## SUPPLIED RECORDS

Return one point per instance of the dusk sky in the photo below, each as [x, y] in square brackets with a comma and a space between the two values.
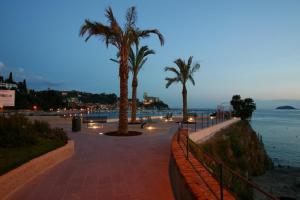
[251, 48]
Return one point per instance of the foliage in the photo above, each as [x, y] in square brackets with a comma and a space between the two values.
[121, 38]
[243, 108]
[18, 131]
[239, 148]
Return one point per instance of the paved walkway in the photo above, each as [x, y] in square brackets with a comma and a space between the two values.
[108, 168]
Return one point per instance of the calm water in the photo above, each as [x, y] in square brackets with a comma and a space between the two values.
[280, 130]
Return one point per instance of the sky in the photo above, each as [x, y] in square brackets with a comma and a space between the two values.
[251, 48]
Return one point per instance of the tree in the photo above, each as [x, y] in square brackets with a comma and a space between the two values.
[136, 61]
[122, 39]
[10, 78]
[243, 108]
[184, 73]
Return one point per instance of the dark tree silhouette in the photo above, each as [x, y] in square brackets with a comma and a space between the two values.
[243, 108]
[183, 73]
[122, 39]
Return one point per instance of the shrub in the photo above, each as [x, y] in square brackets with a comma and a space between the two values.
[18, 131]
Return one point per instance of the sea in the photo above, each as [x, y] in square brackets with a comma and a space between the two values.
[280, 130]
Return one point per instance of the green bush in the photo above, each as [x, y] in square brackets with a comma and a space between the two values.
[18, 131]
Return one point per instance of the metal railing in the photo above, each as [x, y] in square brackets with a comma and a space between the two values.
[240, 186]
==
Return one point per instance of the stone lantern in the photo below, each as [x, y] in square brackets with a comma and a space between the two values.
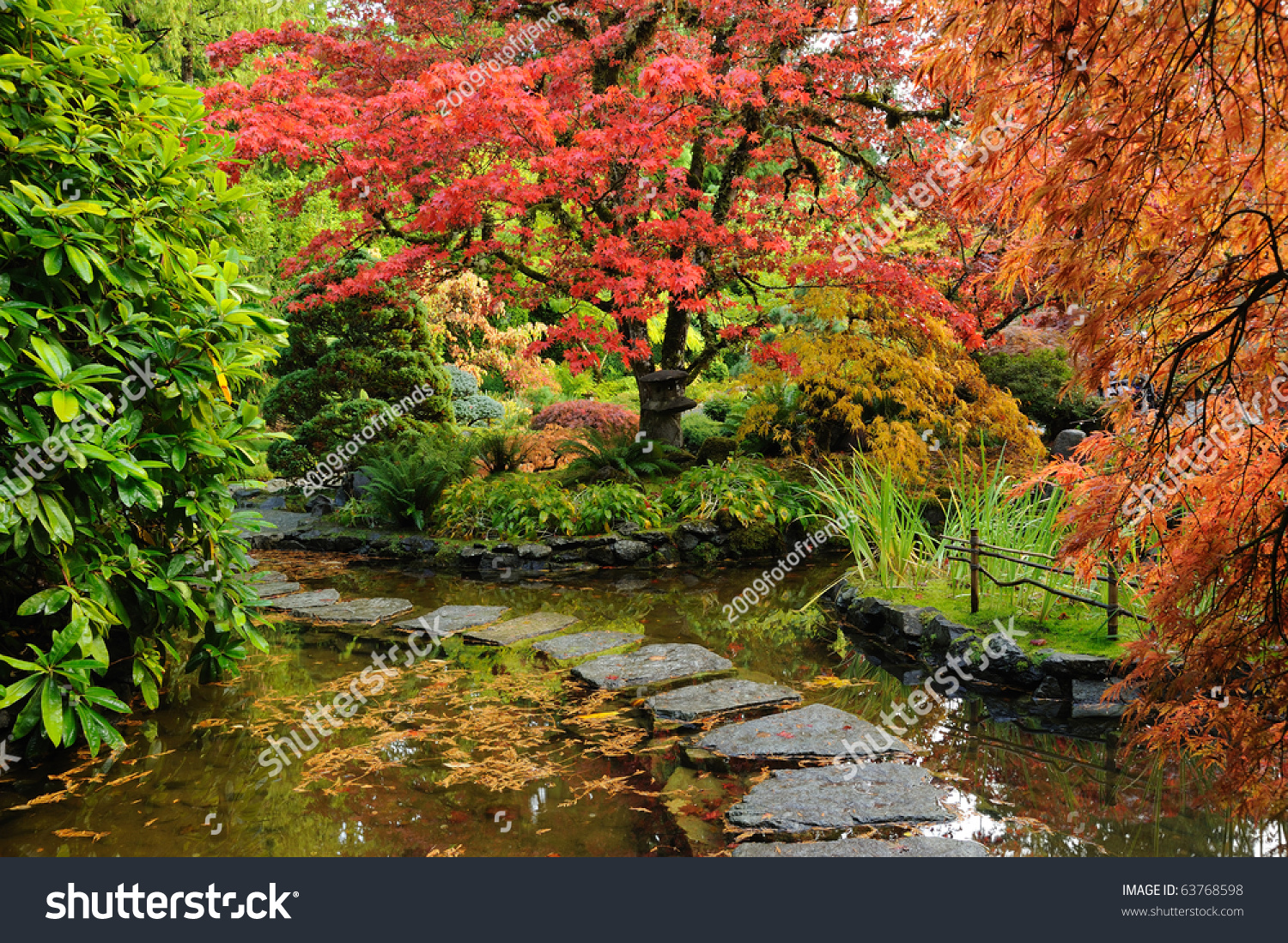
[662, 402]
--
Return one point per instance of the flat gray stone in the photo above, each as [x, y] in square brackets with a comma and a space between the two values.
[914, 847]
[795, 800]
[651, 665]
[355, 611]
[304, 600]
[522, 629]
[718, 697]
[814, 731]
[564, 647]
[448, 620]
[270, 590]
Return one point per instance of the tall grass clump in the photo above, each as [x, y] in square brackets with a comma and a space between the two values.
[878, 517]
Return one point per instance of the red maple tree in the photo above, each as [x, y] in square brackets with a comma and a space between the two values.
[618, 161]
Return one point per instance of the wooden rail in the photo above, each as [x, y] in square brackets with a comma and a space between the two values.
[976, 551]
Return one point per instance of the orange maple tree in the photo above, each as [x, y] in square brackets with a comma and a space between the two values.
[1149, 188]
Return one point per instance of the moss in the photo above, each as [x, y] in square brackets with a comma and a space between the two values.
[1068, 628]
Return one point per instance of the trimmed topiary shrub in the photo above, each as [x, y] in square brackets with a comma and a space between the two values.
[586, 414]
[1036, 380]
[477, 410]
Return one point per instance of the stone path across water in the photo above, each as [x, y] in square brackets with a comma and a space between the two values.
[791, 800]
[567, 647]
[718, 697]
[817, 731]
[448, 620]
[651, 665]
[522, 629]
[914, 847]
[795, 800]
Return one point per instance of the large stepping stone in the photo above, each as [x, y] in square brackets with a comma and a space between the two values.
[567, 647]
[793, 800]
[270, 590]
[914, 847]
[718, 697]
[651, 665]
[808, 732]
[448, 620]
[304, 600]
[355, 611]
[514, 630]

## AIM OF THE TASK
Give the number of lines in the items above that contain the word "maple", and nothing else.

## SOLVED PROBLEM
2